Text below:

Quite possibly, this was the “Brady Way” all along.

Quite possibly, a work environment that sucks all fun out of the game isn’t for the best. This game doesn’t need to be a business, 24/7, that sends players into depression.

If there’s a team that treats NFL players as human beings, it’s the Colts. They’re widely respected as an organization that encourages dialogue between players and coaches and the front office. Nobody feels uncomfortable walking into any room here. The infrastructure is built on transparency and you won’t find a more transparent GM than Chris Ballard and a more transparent head coach than Frank Reich. There’s no need for anyone to feel like a “robot” here.

Moore only thinks positively these days.

Even then, he knows life will always throw something unexpected at him.

Here inside his home, Moore starts twirling a threaded bracelet around his wrist with beads that spell out “M-I-G-H-T-Y.” Wrapped around the other wrist is a band that reads “Mighty Mason.” He thinks about Mason Garvey often — “That’s my dog right there.” The two met in November of 2018 and became incredibly close as Mason battled cancer. Kenny viewed him as the little brother he never had. And on June 25, 2020, Mason passed away.

End of Text.
Dataset extract below:

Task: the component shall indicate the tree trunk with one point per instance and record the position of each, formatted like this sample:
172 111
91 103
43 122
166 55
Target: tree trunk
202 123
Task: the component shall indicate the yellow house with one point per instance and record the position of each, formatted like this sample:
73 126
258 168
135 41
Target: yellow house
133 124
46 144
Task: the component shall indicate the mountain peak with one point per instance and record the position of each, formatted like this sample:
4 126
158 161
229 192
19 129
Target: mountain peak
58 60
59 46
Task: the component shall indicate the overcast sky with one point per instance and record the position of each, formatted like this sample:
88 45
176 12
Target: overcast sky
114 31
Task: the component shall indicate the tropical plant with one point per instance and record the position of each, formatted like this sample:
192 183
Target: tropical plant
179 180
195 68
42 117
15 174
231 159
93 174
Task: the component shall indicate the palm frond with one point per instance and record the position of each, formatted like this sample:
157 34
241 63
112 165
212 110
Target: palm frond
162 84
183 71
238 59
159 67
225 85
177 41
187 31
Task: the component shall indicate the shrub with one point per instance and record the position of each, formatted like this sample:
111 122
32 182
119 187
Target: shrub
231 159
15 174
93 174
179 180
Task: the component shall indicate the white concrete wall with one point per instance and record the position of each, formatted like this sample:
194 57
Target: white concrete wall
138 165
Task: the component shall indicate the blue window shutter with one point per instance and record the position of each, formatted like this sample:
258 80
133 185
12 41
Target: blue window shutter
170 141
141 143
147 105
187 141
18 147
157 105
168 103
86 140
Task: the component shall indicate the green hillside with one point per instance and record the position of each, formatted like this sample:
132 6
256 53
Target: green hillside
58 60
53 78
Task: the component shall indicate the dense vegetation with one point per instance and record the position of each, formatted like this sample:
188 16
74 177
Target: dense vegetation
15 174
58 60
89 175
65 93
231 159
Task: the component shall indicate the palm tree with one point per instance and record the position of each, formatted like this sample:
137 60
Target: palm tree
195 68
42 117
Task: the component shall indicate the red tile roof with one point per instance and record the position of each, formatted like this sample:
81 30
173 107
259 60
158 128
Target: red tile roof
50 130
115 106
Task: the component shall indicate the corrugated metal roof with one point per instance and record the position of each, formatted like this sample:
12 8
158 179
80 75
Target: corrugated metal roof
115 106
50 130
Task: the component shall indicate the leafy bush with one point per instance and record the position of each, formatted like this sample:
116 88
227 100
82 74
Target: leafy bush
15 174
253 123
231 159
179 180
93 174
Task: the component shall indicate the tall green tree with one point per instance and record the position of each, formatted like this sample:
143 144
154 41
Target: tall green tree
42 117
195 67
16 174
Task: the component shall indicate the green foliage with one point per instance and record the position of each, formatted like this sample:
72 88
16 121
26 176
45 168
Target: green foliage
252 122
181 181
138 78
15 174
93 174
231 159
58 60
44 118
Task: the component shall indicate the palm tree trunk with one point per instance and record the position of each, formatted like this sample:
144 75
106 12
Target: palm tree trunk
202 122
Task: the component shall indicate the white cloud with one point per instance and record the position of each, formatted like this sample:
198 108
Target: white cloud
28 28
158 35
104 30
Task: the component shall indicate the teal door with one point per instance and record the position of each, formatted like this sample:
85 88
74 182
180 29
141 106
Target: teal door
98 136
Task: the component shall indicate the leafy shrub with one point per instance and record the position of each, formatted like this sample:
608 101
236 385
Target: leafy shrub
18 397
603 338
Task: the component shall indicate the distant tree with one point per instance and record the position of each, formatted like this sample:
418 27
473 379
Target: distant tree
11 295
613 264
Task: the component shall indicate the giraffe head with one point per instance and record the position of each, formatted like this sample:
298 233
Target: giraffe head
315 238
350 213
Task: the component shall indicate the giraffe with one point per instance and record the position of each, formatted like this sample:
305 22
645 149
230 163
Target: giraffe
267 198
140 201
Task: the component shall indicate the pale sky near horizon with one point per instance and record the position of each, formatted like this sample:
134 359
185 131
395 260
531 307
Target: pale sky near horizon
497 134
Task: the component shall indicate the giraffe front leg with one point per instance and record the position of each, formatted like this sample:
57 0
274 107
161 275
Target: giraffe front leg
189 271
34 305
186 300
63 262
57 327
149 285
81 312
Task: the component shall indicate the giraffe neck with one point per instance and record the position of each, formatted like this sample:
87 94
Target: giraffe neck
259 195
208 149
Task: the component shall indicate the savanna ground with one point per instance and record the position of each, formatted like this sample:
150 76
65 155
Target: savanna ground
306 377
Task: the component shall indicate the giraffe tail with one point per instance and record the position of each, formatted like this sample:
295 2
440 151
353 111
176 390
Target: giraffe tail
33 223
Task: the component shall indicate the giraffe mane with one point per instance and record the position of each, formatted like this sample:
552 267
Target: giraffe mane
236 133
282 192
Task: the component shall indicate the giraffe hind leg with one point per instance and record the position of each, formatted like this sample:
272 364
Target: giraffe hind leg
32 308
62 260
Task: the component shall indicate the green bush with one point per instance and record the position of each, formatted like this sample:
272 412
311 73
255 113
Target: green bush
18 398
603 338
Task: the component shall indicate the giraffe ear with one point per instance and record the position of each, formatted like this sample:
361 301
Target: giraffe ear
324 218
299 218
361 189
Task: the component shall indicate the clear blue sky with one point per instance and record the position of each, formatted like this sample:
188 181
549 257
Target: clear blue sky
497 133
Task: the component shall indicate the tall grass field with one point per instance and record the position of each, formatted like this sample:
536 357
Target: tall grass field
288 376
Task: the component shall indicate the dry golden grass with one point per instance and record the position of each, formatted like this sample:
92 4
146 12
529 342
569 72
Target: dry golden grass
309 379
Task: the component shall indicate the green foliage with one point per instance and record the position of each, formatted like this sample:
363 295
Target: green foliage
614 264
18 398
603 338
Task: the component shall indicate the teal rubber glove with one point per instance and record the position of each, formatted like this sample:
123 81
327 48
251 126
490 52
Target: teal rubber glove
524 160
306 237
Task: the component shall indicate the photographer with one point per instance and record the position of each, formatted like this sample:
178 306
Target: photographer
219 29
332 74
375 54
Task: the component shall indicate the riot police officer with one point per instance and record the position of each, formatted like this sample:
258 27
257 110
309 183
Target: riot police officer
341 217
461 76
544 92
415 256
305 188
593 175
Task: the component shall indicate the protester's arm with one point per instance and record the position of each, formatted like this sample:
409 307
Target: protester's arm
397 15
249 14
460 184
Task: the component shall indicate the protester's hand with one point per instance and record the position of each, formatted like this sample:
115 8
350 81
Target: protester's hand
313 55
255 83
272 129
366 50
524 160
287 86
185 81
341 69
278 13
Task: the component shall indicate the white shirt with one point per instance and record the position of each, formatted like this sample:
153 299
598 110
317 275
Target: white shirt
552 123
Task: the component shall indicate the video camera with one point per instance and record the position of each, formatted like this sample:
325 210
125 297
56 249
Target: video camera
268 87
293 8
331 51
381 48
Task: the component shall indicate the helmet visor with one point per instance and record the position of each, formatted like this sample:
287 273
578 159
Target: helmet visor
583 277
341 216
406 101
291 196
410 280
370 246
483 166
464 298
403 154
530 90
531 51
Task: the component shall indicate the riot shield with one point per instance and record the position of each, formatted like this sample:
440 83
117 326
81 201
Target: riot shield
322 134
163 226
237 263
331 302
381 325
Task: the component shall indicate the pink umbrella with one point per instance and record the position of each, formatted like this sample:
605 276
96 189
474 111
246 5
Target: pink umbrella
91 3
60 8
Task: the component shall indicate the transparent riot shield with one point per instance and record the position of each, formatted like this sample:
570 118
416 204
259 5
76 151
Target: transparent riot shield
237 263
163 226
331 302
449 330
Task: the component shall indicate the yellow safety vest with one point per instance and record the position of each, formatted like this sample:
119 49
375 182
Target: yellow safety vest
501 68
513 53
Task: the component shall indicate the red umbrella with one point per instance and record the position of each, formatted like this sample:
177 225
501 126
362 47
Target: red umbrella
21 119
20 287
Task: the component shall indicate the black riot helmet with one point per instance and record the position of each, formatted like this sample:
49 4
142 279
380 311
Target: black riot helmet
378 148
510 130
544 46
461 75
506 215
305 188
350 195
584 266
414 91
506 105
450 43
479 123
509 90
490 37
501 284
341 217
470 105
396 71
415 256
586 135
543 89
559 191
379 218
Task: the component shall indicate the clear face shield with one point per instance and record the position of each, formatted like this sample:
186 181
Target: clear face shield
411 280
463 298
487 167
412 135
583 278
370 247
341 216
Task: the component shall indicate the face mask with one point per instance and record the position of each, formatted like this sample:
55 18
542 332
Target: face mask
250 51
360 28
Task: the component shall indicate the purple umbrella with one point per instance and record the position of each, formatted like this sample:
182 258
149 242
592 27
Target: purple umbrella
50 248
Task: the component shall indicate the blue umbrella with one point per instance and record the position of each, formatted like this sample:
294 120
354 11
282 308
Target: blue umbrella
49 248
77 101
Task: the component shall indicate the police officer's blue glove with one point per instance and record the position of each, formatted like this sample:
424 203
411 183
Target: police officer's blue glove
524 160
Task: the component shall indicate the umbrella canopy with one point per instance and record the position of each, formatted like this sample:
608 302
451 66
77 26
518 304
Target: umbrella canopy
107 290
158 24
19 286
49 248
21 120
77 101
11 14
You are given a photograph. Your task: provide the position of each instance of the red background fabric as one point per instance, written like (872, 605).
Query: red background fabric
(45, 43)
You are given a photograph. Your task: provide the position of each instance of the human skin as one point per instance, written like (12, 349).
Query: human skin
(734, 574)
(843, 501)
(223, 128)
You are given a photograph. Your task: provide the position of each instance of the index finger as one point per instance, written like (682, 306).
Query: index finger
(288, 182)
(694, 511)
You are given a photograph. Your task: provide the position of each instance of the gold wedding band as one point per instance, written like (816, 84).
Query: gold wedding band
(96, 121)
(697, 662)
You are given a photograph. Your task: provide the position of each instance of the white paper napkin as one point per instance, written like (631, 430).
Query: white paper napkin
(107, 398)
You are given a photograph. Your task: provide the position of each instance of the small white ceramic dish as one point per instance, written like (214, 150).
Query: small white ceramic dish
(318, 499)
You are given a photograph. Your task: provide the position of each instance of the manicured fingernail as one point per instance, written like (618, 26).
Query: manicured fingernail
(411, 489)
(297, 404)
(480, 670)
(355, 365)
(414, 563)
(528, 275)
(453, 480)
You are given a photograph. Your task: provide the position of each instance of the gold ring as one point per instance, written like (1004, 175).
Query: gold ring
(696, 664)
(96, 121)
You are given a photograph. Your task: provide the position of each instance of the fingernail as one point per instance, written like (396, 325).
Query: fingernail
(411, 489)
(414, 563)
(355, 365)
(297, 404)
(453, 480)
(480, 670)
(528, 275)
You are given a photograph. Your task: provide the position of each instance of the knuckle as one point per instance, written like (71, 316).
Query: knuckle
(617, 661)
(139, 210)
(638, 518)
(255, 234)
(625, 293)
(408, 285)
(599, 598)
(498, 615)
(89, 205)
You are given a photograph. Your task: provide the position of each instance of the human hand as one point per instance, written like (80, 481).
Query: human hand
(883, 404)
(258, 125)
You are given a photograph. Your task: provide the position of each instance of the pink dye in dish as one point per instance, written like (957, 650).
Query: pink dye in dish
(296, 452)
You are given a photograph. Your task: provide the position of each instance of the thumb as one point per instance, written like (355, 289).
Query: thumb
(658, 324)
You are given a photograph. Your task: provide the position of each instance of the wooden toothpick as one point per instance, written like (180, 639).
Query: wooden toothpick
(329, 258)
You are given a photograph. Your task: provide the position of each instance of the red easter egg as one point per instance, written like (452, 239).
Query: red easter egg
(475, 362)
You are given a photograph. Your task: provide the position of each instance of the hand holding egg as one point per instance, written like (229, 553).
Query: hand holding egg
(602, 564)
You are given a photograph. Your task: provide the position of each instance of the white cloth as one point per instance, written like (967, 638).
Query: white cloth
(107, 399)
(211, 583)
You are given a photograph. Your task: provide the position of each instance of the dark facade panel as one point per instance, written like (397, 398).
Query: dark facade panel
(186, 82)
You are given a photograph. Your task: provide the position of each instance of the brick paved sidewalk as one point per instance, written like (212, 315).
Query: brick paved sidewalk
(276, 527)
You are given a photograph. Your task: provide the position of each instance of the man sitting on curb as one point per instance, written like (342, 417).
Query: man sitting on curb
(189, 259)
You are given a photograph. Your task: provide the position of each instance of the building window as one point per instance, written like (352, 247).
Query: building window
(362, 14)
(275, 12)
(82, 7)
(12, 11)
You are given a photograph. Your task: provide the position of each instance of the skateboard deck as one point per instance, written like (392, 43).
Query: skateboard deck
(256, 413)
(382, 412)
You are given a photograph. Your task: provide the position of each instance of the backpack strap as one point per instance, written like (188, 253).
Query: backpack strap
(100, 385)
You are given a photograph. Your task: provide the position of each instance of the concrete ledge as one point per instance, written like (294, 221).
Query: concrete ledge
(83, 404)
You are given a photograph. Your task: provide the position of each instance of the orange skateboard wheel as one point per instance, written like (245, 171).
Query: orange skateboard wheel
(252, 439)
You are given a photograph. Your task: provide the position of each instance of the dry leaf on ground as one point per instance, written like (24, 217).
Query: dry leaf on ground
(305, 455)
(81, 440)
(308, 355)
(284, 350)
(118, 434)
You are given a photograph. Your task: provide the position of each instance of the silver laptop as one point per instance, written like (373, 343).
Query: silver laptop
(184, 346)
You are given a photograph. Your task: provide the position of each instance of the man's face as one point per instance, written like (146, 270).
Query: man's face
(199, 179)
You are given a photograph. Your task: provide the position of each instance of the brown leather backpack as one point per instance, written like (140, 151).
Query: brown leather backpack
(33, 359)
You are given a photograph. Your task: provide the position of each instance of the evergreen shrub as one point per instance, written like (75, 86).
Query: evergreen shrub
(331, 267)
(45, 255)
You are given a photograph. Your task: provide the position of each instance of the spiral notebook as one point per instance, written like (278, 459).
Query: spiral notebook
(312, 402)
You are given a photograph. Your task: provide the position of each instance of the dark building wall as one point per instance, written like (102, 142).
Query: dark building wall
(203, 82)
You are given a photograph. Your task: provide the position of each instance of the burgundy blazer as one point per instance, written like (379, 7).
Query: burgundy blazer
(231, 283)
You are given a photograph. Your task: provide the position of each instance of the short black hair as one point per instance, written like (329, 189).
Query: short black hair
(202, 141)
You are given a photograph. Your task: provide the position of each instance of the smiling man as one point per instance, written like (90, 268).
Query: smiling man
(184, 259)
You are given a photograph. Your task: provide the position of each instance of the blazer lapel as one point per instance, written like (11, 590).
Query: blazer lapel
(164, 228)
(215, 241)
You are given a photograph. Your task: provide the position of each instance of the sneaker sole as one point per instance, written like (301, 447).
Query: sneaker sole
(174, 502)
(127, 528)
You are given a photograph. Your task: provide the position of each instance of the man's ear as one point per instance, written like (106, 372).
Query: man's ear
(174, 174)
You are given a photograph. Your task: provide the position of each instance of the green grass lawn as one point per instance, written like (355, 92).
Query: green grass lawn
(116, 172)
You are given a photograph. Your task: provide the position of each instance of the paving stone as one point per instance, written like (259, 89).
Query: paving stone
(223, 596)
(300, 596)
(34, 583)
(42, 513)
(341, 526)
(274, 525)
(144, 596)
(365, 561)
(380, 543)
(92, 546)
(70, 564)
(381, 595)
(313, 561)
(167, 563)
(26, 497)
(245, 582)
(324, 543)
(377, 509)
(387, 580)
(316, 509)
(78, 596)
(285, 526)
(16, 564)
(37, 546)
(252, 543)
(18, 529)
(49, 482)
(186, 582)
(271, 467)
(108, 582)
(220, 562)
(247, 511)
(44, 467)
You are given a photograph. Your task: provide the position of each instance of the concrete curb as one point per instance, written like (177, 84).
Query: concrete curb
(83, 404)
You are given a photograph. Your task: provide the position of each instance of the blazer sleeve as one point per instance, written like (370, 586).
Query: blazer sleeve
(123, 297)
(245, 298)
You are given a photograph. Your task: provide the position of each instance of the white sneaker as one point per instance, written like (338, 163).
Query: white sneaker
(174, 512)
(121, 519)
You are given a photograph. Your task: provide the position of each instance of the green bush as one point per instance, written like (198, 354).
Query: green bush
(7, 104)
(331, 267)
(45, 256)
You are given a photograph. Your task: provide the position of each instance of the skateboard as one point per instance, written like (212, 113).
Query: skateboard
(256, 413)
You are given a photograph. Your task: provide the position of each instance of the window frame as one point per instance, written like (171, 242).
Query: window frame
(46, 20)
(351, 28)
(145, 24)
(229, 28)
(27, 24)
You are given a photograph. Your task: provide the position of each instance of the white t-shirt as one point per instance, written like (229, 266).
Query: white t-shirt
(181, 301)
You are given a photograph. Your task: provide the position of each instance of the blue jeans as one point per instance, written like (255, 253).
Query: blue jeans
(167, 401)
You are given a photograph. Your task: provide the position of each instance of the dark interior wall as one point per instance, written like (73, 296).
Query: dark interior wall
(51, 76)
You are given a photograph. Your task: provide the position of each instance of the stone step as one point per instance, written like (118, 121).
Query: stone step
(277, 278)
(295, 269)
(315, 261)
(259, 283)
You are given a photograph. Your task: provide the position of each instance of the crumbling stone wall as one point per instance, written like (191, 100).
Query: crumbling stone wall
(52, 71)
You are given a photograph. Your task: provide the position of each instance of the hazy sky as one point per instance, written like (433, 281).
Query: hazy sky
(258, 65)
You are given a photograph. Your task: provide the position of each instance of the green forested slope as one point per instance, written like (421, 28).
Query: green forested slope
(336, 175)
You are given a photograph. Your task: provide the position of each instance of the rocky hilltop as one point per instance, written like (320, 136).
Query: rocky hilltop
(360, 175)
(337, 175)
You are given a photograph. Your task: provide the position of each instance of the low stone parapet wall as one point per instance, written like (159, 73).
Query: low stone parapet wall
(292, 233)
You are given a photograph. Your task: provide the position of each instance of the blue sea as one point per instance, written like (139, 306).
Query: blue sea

End of Dataset extract.

What is required: Can you update the text about Moore from "Quite possibly, a" through "players into depression.", changing "work environment" to "workplace"?

Output below:
Quite possibly, a workplace that sucks all fun out of the game isn’t for the best. This game doesn’t need to be a business, 24/7, that sends players into depression.